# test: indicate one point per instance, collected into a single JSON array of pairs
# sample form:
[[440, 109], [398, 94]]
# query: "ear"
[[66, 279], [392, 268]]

****

Exercise description: Reproduce each line of the material above precisely.

Exercise response:
# test: indicate one point per instance, collected into a single JSON array of pairs
# sample form:
[[440, 109], [398, 94]]
# query: "ear"
[[66, 279], [392, 268]]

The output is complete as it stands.